EXTRACTED ENTRIES section start

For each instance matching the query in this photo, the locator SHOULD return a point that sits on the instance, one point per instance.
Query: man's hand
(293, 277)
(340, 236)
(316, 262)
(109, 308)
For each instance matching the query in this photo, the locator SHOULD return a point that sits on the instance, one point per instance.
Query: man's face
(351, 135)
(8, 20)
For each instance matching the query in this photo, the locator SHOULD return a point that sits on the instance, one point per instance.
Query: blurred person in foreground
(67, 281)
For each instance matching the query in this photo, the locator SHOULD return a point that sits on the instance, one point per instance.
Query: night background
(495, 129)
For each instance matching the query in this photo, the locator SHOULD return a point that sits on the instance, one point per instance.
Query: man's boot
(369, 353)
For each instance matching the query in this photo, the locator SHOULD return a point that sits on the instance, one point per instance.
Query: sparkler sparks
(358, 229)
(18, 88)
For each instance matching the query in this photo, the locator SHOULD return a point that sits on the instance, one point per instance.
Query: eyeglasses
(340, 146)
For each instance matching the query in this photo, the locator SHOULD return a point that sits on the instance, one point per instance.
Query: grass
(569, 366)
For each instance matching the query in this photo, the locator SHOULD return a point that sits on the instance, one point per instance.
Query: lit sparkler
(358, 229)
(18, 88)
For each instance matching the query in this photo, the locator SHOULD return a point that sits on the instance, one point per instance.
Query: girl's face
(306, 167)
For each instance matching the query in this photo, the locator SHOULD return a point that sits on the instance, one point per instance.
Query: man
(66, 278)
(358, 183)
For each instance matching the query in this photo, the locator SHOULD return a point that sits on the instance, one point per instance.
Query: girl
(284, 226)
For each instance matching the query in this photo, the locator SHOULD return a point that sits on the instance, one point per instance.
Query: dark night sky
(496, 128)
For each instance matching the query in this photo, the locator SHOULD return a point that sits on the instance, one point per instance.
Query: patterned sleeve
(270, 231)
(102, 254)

EXTRACTED ENTRIES section end

▸ **PROBLEM TO WORK ON**: Output the lines from the one with "Query: girl's face" through the end of the records above, exactly, including both ends, and nothing besides.

▸ **EXERCISE RESPONSE**:
Query: girl's face
(306, 167)
For each instance matching the query in this photo, the locator SHOULD return a point that sits on the instance, one point per instance.
Query: man
(66, 278)
(358, 183)
For each instance matching the query in this photo, the locator SHOULD return a point that sits on the instance, one point per instance.
Query: girl
(284, 226)
For each instance matching the query in this photo, the locator SHOULD return a point that sits on the instance, one point per instance.
Query: dark night sky
(496, 128)
For each instance matching the query in this photo, the locator SHOULD return a point that sits on the instance, one point per instance.
Query: patterned sleeve
(270, 231)
(102, 254)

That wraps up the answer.